[Opening Materials provided section]
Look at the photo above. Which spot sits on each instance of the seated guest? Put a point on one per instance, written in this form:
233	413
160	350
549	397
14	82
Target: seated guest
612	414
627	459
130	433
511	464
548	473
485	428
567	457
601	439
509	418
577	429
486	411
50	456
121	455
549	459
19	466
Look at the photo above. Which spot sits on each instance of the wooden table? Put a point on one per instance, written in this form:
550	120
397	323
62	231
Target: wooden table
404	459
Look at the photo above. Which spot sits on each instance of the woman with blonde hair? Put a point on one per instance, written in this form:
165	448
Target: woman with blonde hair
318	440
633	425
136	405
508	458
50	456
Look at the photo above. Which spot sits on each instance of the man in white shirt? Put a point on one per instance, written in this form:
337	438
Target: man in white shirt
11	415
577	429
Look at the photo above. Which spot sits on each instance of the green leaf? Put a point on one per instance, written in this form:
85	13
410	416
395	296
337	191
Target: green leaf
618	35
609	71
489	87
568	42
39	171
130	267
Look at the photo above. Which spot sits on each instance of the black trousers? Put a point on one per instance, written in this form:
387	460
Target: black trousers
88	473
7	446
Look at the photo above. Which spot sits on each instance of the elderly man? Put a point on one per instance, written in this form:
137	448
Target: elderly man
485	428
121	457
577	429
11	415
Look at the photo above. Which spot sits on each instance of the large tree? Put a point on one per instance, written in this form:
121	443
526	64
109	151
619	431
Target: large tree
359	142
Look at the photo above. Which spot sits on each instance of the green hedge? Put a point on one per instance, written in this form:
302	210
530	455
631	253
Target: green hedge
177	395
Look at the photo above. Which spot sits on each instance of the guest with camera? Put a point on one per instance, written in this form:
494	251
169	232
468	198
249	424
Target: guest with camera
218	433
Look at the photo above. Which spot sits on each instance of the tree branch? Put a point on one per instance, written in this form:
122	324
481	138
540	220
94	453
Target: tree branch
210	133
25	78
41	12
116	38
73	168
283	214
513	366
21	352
[Closing Materials provided section]
Nothing but the lines from the one with "of the guest" through the end of the data above should be repeated, each exactly as it stands.

Look at the photo above. Which spot sits on each instance of the guest with camera? Put a point on one per instance, written in this form:
494	251
169	232
468	198
249	424
Target: guest with camera
218	433
Look at the photo above. Which spot sits on each instance of the tree branch? Put a point on one per instance, written in this form:
122	324
481	138
540	220
94	453
Target: tree branch
210	133
25	78
41	12
116	38
73	168
283	214
513	366
21	352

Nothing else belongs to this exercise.